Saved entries

++++++++++

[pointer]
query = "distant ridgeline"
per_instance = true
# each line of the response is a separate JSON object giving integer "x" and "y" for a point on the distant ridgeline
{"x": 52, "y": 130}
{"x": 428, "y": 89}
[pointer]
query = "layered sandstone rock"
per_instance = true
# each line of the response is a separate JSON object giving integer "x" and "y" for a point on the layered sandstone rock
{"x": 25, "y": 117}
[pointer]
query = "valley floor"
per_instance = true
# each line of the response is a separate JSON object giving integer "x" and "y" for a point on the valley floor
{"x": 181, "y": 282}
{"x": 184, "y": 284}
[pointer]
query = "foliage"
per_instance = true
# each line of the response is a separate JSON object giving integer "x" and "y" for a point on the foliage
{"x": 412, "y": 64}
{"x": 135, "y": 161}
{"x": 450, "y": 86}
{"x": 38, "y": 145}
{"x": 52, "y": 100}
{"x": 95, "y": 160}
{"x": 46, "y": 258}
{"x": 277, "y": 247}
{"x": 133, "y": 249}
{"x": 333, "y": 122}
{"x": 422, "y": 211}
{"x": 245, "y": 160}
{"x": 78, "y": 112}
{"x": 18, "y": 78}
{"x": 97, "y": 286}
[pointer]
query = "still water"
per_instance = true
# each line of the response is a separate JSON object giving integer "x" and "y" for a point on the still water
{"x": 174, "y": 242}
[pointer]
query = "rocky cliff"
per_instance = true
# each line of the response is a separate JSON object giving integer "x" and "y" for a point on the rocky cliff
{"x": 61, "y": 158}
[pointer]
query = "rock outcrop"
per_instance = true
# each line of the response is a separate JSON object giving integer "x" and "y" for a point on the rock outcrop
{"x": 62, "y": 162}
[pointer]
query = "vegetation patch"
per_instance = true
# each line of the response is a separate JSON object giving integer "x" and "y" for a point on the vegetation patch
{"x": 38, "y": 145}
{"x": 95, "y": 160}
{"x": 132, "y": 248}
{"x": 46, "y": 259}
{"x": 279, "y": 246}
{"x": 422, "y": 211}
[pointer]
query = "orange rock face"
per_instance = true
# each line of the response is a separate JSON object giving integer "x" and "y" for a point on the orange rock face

++++++++++

» ASSIGNMENT:
All the records are to be transcribed exactly, with no line missing.

» ANSWER TO THIS PROBLEM:
[pointer]
query = "distant ridgeline"
per_instance = true
# each line of the response is a separate JSON object giving integer "x" and "y" for a point on the distant ridgeline
{"x": 52, "y": 130}
{"x": 428, "y": 89}
[pointer]
query = "layered sandstone rock"
per_instance = true
# each line of the response is a separate JSON object giving integer "x" and "y" for a point on the layered sandstone rock
{"x": 25, "y": 117}
[pointer]
query = "valley floor"
per_instance = true
# each line of the response is a separate JSON object giving integer "x" and "y" for a point on the valley floor
{"x": 181, "y": 282}
{"x": 184, "y": 284}
[pointer]
query = "foliage"
per_instance = true
# each line of the response is a separate JSON object giving integer "x" and "y" for a point on the foliage
{"x": 412, "y": 64}
{"x": 135, "y": 161}
{"x": 450, "y": 86}
{"x": 38, "y": 145}
{"x": 52, "y": 100}
{"x": 95, "y": 160}
{"x": 46, "y": 258}
{"x": 277, "y": 247}
{"x": 133, "y": 249}
{"x": 333, "y": 122}
{"x": 422, "y": 211}
{"x": 245, "y": 160}
{"x": 78, "y": 112}
{"x": 18, "y": 78}
{"x": 97, "y": 286}
[pointer]
query = "still water"
per_instance = true
# each line of the response is a separate JSON object giving integer "x" and "y" for a point on the still water
{"x": 174, "y": 242}
[pointer]
query = "rocky cliff"
per_instance = true
# each line of the response is a separate JSON object giving integer "x" and "y" for a point on the rocky cliff
{"x": 61, "y": 158}
[pointer]
query = "rock outcrop"
per_instance = true
# each line of the response is a separate JSON object giving integer "x" and "y" for a point on the rock outcrop
{"x": 62, "y": 162}
[pointer]
query = "vegetation patch"
per_instance = true
# each line of the response is a separate JSON object giving integer "x" and "y" for a point on the vegetation patch
{"x": 38, "y": 145}
{"x": 95, "y": 160}
{"x": 132, "y": 248}
{"x": 46, "y": 259}
{"x": 279, "y": 246}
{"x": 422, "y": 211}
[pointer]
query = "orange rock face"
per_instance = true
# each line of the response is a separate JSON object giving integer "x" and "y" for a point on the orange rock face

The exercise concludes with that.